> [Work required]: Count the lines in the rows below that contain the word "white", matching case exactly, and give only that number.

> [Information provided]:

----------

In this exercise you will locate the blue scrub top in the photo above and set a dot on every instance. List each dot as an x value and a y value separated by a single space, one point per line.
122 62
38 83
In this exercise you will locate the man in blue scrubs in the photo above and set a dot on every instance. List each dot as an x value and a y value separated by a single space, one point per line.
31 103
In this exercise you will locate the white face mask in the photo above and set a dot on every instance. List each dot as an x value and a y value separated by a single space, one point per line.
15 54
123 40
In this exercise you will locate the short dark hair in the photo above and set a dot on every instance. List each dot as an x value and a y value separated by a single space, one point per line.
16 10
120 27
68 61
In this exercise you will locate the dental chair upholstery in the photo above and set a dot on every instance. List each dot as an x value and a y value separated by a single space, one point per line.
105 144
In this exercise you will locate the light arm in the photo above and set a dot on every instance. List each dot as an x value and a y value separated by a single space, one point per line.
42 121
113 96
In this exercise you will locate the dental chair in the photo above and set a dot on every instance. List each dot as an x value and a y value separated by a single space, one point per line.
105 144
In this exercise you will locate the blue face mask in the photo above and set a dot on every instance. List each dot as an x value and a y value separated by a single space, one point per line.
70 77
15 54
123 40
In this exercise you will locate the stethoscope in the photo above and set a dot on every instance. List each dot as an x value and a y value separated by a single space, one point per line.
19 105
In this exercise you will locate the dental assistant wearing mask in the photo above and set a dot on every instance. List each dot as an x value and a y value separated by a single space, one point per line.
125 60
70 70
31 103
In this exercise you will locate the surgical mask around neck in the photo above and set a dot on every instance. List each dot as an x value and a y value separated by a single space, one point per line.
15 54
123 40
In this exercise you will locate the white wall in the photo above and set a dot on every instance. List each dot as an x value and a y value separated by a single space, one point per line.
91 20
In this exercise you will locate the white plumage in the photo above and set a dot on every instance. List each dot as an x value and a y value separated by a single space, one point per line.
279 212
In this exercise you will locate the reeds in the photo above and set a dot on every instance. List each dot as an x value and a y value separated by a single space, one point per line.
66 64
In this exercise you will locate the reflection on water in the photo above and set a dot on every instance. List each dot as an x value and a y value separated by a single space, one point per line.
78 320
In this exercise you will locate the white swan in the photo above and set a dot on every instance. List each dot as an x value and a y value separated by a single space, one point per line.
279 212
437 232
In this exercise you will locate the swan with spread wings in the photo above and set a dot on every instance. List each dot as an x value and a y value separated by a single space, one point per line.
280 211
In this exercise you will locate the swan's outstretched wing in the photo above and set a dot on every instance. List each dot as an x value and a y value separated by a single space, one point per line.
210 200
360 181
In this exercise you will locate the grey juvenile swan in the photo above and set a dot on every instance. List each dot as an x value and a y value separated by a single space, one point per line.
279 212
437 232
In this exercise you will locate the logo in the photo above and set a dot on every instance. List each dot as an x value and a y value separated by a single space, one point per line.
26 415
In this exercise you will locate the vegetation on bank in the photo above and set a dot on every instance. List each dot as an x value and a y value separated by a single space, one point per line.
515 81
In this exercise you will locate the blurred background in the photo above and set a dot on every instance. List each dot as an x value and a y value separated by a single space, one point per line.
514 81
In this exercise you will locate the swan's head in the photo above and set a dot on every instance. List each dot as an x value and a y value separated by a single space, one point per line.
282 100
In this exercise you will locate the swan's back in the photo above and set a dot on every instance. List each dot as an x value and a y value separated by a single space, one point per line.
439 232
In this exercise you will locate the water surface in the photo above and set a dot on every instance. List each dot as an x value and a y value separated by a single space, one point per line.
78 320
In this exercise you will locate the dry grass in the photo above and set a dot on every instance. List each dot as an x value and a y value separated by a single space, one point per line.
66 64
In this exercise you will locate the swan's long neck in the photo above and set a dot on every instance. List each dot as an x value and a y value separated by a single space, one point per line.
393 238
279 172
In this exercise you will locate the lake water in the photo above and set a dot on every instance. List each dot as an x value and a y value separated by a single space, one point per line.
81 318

----------

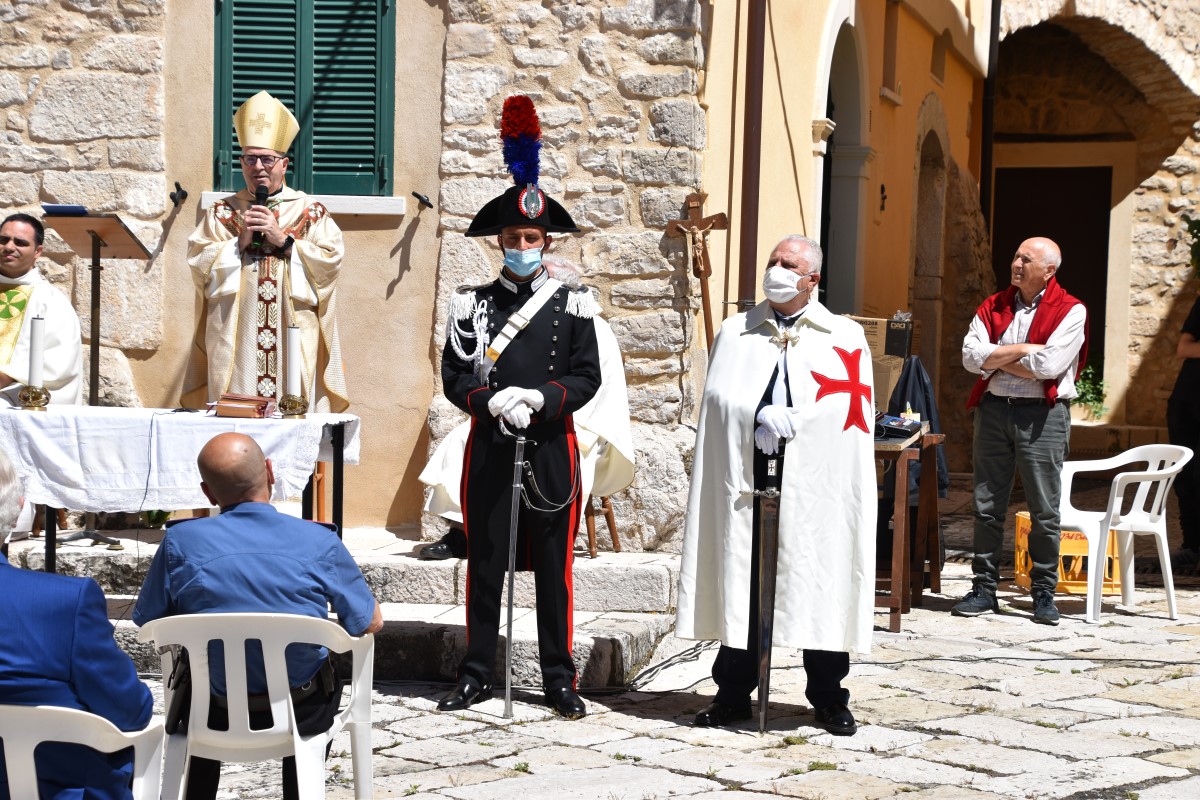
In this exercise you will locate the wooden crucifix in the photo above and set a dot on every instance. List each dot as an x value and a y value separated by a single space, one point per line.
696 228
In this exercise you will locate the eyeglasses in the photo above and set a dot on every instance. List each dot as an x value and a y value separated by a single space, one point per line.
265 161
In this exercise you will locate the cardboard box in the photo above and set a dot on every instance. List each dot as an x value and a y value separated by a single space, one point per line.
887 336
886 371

----------

> [Output for this exercise]: 4